| EXERCISE GOAL |
Swap "algorithm" for "procedure" in the text on fiction writing with GPT-3, and write out its passage between "Choose a method, turn" and "in those books.", inclusive.

@PeculiarPath I believe that with good prompt design and preparatory work (I like your idea), the current version of the OpenAI interface might suffice to write ‘a novel’ (I think of approaches like the snowflake method), but the lack of an over-arcing ‘log’ (as @boudinot calls it - the actual writer’s “memory”), will almost certainly result in less interesting fiction (and almost certainly not in “literature”).

1 Like

There are several methods out there for fiction writing, I like the structured approach (regardless of what method) because the groundwork of codifying the requirements has already been done for the most part.

Choose a method, turn it into an algorithm. Of course that, like with any creative work, a lot of the “formulas” out there contain a great deal of subjectivity, ambiguity and are very often vague and open to interpretation. Even with Larry Brooks’ story engineering, and story physics with titles that suggest a more exact approach, creativity is hardly an exact science, and humans cannot be beaten when it comes to that.

The processes I describe there are mere attempts to use those methods to deal with the limitations of the System (memory, planning, plotting) in order to mimic the structure present in those books.

My crude understanding of the nuts and bolts behind GPT-3 is that it is a highly trained prediction engine that calculates what is the most probable word (token actually) that will come next, base on what has come before. with the definition of “Before” being your immediate, limited, prompt, and the whole of the corpus used for the pre-training, which generated the 175B parameters that make davinci.

Predicting the next token is hardly planning ahead, let alone being able to set up things to pay off in later chapters, keep track of character traits and personality, to know how a character is likely to behave.

I keep going back to the analogy of synthesizers and drum machines. When I started using GPT-3 I started listening to Nine Inch Nails again. No one could ever accuse Trent Reznor of making music that wasn’t emotional or expressed some sort of fundamentally human spirit.

| RECORD EXCERPTS |
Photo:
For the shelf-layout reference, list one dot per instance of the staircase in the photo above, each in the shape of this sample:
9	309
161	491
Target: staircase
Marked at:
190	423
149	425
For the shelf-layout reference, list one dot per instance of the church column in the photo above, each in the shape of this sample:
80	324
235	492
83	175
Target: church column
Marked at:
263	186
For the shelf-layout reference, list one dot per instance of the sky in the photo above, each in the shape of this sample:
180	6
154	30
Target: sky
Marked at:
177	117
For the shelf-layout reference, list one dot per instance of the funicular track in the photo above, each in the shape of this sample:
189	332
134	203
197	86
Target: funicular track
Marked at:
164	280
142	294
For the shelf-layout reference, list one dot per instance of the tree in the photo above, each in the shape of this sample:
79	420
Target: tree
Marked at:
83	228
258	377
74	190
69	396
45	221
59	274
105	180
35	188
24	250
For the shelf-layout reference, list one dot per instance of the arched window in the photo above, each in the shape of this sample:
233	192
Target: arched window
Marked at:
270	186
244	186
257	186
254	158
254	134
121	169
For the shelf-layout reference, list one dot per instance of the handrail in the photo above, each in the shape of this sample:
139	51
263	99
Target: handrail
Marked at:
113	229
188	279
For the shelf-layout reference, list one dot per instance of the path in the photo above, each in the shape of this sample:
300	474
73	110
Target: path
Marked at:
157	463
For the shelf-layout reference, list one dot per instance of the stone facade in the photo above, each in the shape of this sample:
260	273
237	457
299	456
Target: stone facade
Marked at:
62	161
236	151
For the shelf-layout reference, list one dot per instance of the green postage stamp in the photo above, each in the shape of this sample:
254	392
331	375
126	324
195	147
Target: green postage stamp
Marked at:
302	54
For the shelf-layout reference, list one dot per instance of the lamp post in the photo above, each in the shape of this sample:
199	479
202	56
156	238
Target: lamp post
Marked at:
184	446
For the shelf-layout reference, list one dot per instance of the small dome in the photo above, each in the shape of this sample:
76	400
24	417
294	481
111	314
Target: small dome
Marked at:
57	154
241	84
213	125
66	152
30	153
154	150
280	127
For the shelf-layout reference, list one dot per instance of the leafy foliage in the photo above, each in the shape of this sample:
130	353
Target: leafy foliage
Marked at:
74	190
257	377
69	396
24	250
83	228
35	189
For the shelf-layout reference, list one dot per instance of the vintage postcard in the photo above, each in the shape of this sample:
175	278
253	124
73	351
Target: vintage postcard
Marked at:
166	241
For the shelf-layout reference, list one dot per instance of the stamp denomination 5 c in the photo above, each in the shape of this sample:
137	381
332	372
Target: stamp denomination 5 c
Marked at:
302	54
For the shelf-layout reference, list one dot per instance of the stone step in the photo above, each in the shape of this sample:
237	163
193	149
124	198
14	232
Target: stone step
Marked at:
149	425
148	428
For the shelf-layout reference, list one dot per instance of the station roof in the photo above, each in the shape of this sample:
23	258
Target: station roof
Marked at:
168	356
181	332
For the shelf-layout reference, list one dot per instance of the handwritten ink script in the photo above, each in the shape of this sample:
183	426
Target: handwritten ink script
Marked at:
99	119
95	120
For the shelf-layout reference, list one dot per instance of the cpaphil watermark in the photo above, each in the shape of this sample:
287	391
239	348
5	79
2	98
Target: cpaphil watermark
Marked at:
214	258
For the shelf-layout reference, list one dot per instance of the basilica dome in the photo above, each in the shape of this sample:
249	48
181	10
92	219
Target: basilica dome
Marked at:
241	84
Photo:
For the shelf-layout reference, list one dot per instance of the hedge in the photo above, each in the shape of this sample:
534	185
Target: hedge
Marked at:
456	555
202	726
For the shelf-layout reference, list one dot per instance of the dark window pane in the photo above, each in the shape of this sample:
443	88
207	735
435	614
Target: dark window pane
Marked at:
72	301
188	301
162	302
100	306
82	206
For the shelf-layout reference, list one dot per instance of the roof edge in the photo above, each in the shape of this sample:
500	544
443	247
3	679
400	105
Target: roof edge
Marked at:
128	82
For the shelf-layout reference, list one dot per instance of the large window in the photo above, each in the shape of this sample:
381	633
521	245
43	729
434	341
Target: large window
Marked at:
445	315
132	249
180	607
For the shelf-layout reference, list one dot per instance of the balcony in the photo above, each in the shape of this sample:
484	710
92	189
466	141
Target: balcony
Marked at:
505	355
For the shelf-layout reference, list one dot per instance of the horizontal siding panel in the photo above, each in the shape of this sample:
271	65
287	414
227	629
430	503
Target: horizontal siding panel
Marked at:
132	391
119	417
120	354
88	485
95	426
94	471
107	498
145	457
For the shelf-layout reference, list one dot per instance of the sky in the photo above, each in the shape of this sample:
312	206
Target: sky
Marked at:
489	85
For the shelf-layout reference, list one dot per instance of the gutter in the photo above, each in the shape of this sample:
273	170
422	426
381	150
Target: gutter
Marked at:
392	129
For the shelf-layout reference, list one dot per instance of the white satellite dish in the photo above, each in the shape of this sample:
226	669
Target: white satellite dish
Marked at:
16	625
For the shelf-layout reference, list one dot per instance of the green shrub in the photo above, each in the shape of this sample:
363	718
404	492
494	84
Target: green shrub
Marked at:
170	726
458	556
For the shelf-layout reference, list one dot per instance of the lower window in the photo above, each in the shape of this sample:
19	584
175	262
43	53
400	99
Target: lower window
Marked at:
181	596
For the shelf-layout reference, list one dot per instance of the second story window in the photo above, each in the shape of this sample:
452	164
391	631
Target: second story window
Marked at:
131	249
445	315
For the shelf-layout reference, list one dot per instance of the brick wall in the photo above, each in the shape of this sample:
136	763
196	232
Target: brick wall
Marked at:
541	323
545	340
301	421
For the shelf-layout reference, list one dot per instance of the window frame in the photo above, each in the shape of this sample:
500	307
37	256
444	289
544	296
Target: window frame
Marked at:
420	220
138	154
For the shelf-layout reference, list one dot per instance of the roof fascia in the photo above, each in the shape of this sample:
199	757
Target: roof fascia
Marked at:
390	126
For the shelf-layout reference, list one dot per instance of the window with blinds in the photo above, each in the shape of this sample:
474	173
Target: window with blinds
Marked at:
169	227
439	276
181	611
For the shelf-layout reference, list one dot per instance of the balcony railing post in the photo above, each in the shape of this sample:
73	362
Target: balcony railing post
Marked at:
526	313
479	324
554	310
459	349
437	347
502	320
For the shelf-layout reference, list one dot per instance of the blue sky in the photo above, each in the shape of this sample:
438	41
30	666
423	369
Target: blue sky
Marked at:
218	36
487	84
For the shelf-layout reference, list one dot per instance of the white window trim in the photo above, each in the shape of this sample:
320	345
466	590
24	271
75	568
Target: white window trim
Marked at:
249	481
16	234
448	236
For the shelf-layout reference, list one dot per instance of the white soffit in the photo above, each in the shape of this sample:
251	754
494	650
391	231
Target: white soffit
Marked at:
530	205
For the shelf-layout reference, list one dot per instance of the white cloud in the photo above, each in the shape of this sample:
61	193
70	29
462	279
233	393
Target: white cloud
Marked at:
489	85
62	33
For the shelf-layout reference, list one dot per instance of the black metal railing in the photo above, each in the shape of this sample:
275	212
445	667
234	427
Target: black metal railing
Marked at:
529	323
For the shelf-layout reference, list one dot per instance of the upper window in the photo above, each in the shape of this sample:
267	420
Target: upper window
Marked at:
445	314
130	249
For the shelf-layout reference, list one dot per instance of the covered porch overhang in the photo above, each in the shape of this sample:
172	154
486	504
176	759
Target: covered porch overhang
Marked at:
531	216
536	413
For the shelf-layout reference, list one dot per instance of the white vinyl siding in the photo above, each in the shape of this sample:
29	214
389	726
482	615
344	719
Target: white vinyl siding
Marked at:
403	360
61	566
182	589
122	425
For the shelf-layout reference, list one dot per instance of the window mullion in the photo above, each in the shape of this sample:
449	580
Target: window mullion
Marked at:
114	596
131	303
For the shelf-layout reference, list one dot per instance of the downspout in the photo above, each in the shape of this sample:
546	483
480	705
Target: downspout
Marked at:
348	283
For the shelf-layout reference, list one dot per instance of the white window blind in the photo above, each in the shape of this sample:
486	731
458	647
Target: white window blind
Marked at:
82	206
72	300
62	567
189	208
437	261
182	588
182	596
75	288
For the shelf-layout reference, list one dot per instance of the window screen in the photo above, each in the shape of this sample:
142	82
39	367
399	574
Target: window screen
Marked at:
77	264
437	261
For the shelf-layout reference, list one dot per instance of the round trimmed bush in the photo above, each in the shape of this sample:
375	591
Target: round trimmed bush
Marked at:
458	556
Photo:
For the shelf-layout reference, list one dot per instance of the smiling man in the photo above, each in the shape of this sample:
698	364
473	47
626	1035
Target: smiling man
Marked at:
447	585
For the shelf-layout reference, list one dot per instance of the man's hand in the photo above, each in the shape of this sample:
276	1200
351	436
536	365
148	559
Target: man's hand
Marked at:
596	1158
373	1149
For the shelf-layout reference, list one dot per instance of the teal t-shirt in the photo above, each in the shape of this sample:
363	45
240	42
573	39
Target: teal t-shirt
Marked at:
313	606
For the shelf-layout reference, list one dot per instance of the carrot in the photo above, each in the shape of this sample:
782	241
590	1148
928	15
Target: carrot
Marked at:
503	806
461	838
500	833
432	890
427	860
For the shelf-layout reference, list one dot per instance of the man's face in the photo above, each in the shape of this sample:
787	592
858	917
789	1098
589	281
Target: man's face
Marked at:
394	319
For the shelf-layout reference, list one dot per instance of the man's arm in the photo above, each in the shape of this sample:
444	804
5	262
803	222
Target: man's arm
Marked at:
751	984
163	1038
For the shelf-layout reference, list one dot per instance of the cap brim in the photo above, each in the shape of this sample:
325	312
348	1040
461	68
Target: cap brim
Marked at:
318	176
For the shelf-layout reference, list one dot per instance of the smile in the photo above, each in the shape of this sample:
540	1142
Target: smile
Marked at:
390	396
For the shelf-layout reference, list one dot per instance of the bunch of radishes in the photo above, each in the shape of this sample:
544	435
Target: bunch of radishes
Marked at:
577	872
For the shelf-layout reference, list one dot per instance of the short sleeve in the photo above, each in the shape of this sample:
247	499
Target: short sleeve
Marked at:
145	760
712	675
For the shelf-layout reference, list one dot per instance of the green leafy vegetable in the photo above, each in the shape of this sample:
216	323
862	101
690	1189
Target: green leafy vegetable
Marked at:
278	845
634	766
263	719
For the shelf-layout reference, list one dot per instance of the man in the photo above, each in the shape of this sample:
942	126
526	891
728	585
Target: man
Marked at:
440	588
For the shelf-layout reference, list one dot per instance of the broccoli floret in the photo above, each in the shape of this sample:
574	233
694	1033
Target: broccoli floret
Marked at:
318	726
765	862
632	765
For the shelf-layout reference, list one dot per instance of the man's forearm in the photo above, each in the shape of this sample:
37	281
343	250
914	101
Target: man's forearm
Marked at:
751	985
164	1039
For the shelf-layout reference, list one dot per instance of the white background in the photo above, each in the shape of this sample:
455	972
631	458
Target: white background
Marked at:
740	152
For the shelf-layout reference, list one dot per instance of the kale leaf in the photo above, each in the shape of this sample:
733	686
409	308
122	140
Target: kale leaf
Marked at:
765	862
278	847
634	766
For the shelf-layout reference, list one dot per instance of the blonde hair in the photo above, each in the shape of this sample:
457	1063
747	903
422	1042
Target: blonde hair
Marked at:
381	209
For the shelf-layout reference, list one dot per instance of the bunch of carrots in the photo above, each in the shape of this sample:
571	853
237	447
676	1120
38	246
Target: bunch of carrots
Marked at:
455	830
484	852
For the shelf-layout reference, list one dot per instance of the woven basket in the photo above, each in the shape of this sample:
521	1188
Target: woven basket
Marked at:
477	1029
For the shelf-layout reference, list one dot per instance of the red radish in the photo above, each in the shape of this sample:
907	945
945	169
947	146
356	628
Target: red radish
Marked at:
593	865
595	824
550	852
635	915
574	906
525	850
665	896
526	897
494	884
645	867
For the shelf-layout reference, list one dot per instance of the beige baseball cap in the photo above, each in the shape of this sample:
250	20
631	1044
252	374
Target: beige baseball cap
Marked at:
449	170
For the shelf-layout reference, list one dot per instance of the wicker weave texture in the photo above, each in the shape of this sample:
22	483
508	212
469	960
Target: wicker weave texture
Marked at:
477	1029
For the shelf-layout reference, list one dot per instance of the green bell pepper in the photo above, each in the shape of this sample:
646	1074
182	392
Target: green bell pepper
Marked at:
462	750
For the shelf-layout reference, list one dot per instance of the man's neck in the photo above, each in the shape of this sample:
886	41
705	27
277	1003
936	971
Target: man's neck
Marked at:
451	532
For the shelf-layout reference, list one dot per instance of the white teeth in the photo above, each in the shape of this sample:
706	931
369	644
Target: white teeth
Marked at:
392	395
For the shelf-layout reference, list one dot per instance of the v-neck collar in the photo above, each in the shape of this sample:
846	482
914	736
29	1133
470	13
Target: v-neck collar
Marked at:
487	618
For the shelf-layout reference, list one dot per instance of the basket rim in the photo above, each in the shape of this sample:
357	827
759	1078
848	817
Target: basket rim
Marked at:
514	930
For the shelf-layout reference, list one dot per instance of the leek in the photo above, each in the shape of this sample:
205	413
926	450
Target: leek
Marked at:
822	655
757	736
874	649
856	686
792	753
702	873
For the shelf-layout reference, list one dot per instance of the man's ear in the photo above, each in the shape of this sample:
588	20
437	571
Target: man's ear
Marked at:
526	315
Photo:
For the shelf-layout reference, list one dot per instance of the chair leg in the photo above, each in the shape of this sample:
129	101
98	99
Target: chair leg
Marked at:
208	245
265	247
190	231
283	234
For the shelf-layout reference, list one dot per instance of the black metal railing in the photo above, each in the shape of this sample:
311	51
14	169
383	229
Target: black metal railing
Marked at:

| RESPONSE BELOW |
Choose a method, turn it into an procedure. Of course that, like with any creative work, a lot of the “formulas” out there contain a great deal of subjectivity, ambiguity and are very often vague and open to interpretation. Even with Larry Brooks’ story engineering, and story physics with titles that suggest a more exact approach, creativity is hardly an exact science, and humans cannot be beaten when it comes to that.

The processes I describe there are mere attempts to use those methods to deal with the limitations of the System (memory, planning, plotting) in order to mimic the structure present in those books.